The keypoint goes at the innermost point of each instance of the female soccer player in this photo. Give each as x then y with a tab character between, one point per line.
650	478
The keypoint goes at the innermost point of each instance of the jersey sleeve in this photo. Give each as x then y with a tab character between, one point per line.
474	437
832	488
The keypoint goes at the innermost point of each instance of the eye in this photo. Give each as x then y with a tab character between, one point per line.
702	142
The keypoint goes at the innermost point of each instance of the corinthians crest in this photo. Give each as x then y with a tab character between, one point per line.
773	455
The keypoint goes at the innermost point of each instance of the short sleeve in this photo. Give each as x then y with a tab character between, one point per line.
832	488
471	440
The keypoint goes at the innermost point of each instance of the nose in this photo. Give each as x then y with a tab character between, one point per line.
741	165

++++

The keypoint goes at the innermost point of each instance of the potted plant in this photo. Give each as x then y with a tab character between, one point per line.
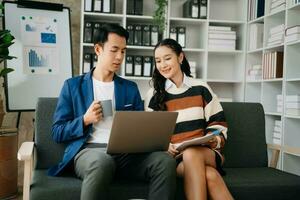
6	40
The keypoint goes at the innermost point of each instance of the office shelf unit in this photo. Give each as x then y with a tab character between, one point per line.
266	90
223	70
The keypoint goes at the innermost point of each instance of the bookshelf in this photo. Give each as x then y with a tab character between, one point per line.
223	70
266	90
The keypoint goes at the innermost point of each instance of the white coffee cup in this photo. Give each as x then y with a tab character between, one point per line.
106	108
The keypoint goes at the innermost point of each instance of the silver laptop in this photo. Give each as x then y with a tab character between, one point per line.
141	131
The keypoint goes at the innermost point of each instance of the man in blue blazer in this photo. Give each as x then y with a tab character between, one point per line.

++++

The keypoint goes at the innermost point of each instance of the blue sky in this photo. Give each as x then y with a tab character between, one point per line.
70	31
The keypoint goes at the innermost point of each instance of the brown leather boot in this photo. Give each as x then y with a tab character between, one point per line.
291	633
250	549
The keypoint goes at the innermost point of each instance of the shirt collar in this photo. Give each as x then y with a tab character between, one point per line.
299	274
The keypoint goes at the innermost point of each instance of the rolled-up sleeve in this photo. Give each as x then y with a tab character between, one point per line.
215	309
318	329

++++

• Task to complete
Could you copy out everything from the line containing "of the white" down to the line containing "man in blue", renaming "silver laptop" to "gray laptop" and leaving everything else unchanged?

• Task response
The keypoint goes at the innermost point of each instance of the white coffee cup in this photo. Give each as x then y with a tab character between, one point per line.
106	108
The keypoint goes at the innermost point of each instance of the gray laptop in this photo. Give each as x then y with a tab character between, one point per line.
141	131
The keypoint goes at the innermost point of each instance of the man in blue blazer in this photo. Give each as x then y with a tab character between, one point per line.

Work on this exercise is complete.